** Start Records **
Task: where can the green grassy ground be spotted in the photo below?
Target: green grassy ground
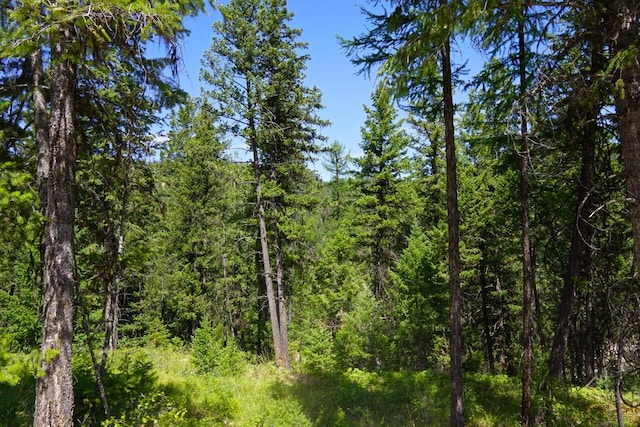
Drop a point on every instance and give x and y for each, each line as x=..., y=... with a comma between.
x=161, y=387
x=261, y=395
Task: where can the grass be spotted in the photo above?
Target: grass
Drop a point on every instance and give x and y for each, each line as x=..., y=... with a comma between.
x=162, y=387
x=261, y=395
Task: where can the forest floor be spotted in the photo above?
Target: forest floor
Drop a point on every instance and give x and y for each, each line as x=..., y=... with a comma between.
x=160, y=386
x=261, y=395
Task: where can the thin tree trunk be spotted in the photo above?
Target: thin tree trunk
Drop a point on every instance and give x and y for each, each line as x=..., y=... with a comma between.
x=527, y=270
x=486, y=321
x=579, y=254
x=54, y=384
x=266, y=260
x=455, y=313
x=623, y=25
x=41, y=128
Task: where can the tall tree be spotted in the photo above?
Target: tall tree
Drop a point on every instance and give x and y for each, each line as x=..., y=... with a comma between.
x=63, y=30
x=255, y=67
x=386, y=200
x=622, y=28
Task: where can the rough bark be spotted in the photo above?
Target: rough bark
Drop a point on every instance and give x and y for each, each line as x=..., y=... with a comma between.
x=282, y=304
x=527, y=269
x=453, y=219
x=486, y=321
x=623, y=31
x=54, y=385
x=41, y=128
x=579, y=252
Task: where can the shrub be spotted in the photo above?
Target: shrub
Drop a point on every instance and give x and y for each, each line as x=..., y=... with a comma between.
x=210, y=354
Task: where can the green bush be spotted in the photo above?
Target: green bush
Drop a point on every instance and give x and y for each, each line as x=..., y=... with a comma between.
x=17, y=385
x=210, y=354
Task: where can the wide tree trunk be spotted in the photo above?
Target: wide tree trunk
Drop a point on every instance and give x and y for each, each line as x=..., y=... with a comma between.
x=527, y=267
x=578, y=254
x=453, y=219
x=54, y=384
x=282, y=304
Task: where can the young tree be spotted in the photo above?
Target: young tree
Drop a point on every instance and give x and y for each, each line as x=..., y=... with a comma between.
x=387, y=198
x=413, y=43
x=255, y=69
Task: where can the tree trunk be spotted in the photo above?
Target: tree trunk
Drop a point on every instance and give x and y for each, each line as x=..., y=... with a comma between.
x=282, y=304
x=486, y=321
x=579, y=253
x=54, y=384
x=455, y=313
x=527, y=270
x=623, y=26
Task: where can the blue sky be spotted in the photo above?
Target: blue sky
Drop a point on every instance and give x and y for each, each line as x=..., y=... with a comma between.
x=344, y=93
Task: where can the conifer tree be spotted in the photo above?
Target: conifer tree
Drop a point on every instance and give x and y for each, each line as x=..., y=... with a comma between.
x=72, y=36
x=255, y=70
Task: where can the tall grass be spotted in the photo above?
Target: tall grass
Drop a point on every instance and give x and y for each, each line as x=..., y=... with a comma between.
x=162, y=386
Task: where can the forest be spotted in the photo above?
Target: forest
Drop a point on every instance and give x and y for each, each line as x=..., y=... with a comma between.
x=478, y=264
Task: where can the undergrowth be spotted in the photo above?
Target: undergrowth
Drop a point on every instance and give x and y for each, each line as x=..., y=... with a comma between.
x=155, y=386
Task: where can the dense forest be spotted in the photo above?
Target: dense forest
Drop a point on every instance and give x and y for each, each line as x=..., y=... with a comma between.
x=482, y=247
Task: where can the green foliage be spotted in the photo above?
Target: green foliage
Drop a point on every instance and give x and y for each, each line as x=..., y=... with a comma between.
x=421, y=294
x=17, y=385
x=211, y=354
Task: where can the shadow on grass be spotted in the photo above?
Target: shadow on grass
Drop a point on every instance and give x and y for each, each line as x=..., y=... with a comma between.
x=358, y=398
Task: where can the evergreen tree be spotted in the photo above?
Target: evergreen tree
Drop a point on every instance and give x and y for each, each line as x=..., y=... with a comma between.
x=64, y=30
x=387, y=198
x=255, y=70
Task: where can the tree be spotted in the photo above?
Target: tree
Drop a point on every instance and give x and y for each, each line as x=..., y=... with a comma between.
x=254, y=67
x=413, y=43
x=621, y=22
x=387, y=200
x=64, y=29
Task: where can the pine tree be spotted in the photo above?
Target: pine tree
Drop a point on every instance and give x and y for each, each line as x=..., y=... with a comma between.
x=387, y=199
x=255, y=69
** End Records **
* **Given instruction**: Repeat each line of the records above exactly, but do not copy the pictures.

* **Expected answer**:
Task: where can the green grassy ground be spotted in the photo below?
Target: green grassy ground
Drop a point on every instance and give x and y for each, each line as x=..., y=... with a comma between.
x=161, y=387
x=261, y=395
Task: where can the grass be spotted in the photo above?
Target: grass
Drop a point on every instance and give x and y for each, each line as x=..., y=... with a comma between.
x=162, y=387
x=261, y=395
Task: where can the forest floor be spotted in the photo above?
Target: forest floor
Drop a point on every instance and give x and y for each, each line as x=..., y=... with a comma between.
x=160, y=386
x=261, y=395
Task: where can the thin tree trunk be spotted in the photo above?
Target: thin tree trunk
Drop a point on every instance and give x and y for each, each line as x=..., y=... with a comma between.
x=527, y=270
x=486, y=321
x=579, y=254
x=54, y=384
x=266, y=260
x=455, y=313
x=623, y=25
x=41, y=128
Task: where can the tall tree be spotted in the photo above?
Target: tall tree
Drop a point on every instance and give x and y for each, each line as x=..., y=... with a comma between.
x=63, y=30
x=255, y=67
x=386, y=200
x=622, y=28
Task: where can the rough bark be spotted in the photo above?
Target: rough bark
Drop a point on every instance and give x and y for each, each line as x=..., y=... with a comma between.
x=282, y=304
x=527, y=269
x=453, y=219
x=486, y=321
x=623, y=31
x=54, y=385
x=41, y=128
x=579, y=252
Task: where can the shrub be spotted in the photo above?
Target: shrub
Drop a point on every instance and give x and y for each, each line as x=..., y=... with a comma between.
x=210, y=354
Task: where can the green bush be spotted in the photo above?
Target: green bush
Drop a point on every instance and give x and y for each, each line as x=..., y=... with a comma between.
x=17, y=385
x=210, y=354
Task: where can the wide tree trunk be spotted in the photo above?
Target: wide tree trunk
Drop a point on every instance and give x and y for each, each line as x=..., y=... with a comma between.
x=527, y=267
x=578, y=254
x=453, y=219
x=54, y=384
x=282, y=304
Task: where can the young tree be spotted in the photo above?
Target: young tree
Drop a point on every instance and give x and y for each, each line as x=..., y=... with a comma between.
x=387, y=198
x=413, y=43
x=255, y=69
Task: where can the tree trunk be spotted in the photo above?
Target: tree trunk
Drop a point on every instance and give x and y for each, each line as x=..., y=... with a comma between.
x=282, y=304
x=486, y=321
x=579, y=253
x=54, y=384
x=455, y=313
x=527, y=270
x=623, y=26
Task: where can the blue sky be spotted in the photo above?
Target: blue sky
Drop a point on every instance and give x and y for each, each line as x=..., y=... with a comma between.
x=344, y=93
Task: where can the conifer tree be spotted in the photo above?
Target: conifer tree
Drop a point on every instance and give x and y for each, each line as x=..., y=... with a comma between.
x=72, y=36
x=255, y=70
Task: where can the tall grass be spotted in the photo above?
Target: tall grass
Drop a point on every instance and give x and y for each, each line as x=..., y=... with a comma between.
x=162, y=386
Task: where can the forest be spotted in the photo above?
Target: forest
Drop a point on every instance and give x and y for each, each line as x=..., y=... with a comma between.
x=478, y=264
Task: where can the undergrowth be spotted in the photo above?
Target: undergrowth
Drop a point on every instance and give x and y for each, each line as x=..., y=... with a comma between.
x=155, y=386
Task: where can the dense forest be spotted in the photo above?
Target: dense forest
Drop a point on every instance and give x and y for each, each line as x=..., y=... with a comma between.
x=482, y=247
Task: where can the green foliage be spotted in the photo above?
Target: green foliage
Drop a point on every instance and give x and y for each, each line as x=..., y=... with a comma between.
x=421, y=294
x=17, y=385
x=211, y=354
Task: where can the shadow on grass be spotted in the photo above?
Target: shadow on grass
Drop a point on every instance and give x and y for each, each line as x=..., y=... with a comma between.
x=358, y=398
Task: where can the evergreen tree be spotted in the photo above?
Target: evergreen tree
Drop a point on every instance and give x and y for each, each line as x=..., y=... with a comma between.
x=64, y=30
x=387, y=198
x=255, y=70
Task: where can the tree be spotted in the photo above?
Target: tree
Drop a point on every instance and give x and y for each, each line as x=..., y=... with a comma between.
x=254, y=67
x=413, y=43
x=621, y=22
x=387, y=200
x=64, y=29
Task: where can the pine tree be spotted in the photo above?
Target: pine tree
Drop a point on every instance and give x and y for each, each line as x=..., y=... with a comma between.
x=387, y=199
x=255, y=69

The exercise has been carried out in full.